- _What the task requires_:
Exact copies of all entries are expected.

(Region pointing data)
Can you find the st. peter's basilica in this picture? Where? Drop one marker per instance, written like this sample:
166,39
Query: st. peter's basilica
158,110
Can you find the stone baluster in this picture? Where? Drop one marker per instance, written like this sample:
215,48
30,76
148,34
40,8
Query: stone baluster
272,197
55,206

- _Output for this exercise_:
Can you find the st. peter's basilica in this picture? Where? Drop one marker per instance, written like this sample:
166,39
Query: st. peter's basilica
158,110
Can you find the stone baluster in this picture? Where? Drop one marker per instance, written like this sample:
215,48
30,76
148,34
40,8
Query: stone baluster
272,197
55,206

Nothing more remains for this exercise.